Reading text START

In August 2015, Digia Plc's Board of Directors began to explore the demerger of Digia’s domestic businesses and the Qt businesses into two separate listed companies.

=== Qt Group 2016–current ===
In May 2016, the company went public on NASDAQ Helsinki as QTCOM. In March 2016, Digia Plc's Annual General Meeting resolved on the partial demerger of Digia and the demerger was registered in the trade register on May 1. Digia’s Qt business was transferred to a new company, named Qt Group, and Digia's domestic business segment remained under the Digia brand. Digia’s CEO Juha Varelius was appointed as the CEO of Qt Group. Trading in Qt Group shares began on the main list of the Helsinki Stock Exchange in May 2016.

In 2018, the company had 5,000 customers. Approximately 80% of the Fortune 500 companies are customers of Qt Group.

The company attracted the interest of international investors in spring 2020 when its market capitalization rose above 500 million euros.  The company's market capitalization exceeded 1 billion euros in October. The share price had risen by more than 700% from the IPO price. The company's net sales were close to EUR 80 million euros and its earnings were approximately 17 million euros.

By spring 2021, the company’s share price had grown nearly fivefold over a period of one year, and its market capitalization was above 2 billion euros. In April, the company announced that it would acquire Froglogic, a Germany-based developer of test automation tools for applications based on the Qt GUI framework. In August, the company made it to the OMXH25 index. The company's net sales amounted to 121 million euros and it had 455 employees.

In the fall of 2022, the company announced that it would acquire Axivion, a Germany-based company whose products detect issues that erode the quality and performance of software, i.e. static program analysis, among other services.

In March 2023, the company had 706 employees.

==Organization==
Qt Group's head office is located in Helsinki, Finland. The company has approximately 800 employees worldwide.

The company’s CEO is Juha Varelius, who previously served as the CEO of Digia from 2008 to 2016.

Qt Group has core R&D in Oslo, Norway, as well as large engineering teams in Berlin, Germany, and Oulu, Finland. The company also has offices in China, Finland, France, Germany, India, Japan, Norway, South Korea, and the US.

Reading text END
Material provided START

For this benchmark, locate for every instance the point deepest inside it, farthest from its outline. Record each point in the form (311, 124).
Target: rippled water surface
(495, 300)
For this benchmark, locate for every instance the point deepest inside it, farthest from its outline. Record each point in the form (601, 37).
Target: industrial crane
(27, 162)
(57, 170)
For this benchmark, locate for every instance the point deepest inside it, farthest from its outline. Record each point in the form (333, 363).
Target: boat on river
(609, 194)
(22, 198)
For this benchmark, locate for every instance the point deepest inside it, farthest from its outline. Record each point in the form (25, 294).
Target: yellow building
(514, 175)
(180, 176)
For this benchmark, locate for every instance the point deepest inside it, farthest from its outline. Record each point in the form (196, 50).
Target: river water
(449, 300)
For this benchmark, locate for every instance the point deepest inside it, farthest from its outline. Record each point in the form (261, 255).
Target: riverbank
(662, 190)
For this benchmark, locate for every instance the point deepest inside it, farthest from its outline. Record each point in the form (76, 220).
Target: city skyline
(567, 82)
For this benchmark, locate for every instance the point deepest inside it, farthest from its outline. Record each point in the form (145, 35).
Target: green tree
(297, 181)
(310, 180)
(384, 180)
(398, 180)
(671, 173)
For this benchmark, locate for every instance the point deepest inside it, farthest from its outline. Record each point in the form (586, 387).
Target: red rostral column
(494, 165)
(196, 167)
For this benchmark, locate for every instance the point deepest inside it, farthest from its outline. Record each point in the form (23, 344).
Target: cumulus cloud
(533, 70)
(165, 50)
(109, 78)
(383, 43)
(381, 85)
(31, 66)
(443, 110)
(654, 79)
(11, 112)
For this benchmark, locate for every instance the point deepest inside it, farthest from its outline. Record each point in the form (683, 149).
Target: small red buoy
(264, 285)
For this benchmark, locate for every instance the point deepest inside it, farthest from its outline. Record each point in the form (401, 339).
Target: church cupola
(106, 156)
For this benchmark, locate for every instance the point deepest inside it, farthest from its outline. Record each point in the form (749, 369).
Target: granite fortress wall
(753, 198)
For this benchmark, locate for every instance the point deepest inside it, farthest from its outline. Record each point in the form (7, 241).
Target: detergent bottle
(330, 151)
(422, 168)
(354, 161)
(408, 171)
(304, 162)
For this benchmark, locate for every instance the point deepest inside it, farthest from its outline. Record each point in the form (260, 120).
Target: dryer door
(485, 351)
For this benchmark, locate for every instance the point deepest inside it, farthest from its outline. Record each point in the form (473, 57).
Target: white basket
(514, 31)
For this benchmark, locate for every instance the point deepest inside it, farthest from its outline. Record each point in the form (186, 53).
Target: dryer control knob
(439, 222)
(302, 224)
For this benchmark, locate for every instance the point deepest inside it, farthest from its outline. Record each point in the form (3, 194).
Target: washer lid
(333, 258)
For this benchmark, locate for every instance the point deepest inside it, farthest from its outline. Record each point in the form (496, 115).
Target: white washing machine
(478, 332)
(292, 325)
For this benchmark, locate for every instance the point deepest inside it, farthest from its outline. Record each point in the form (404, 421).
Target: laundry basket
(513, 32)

Material provided END

**Required work**
Please repeat a passage from the Qt Group text above word for word, beginning at the words "In March 2023, the" and stopping after the words "and the US.".

**Task solution**
In March 2023, the company had 706 employees.

==Organization==
Qt Group's head office is located in Helsinki, Finland. The company has approximately 800 employees worldwide.

The company’s CEO is Juha Varelius, who previously served as the CEO of Digia from 2008 to 2016.

Qt Group has core R&D in Oslo, Norway, as well as large engineering teams in Berlin, Germany, and Oulu, Finland. The company also has offices in China, Finland, France, Germany, India, Japan, Norway, South Korea, and the US.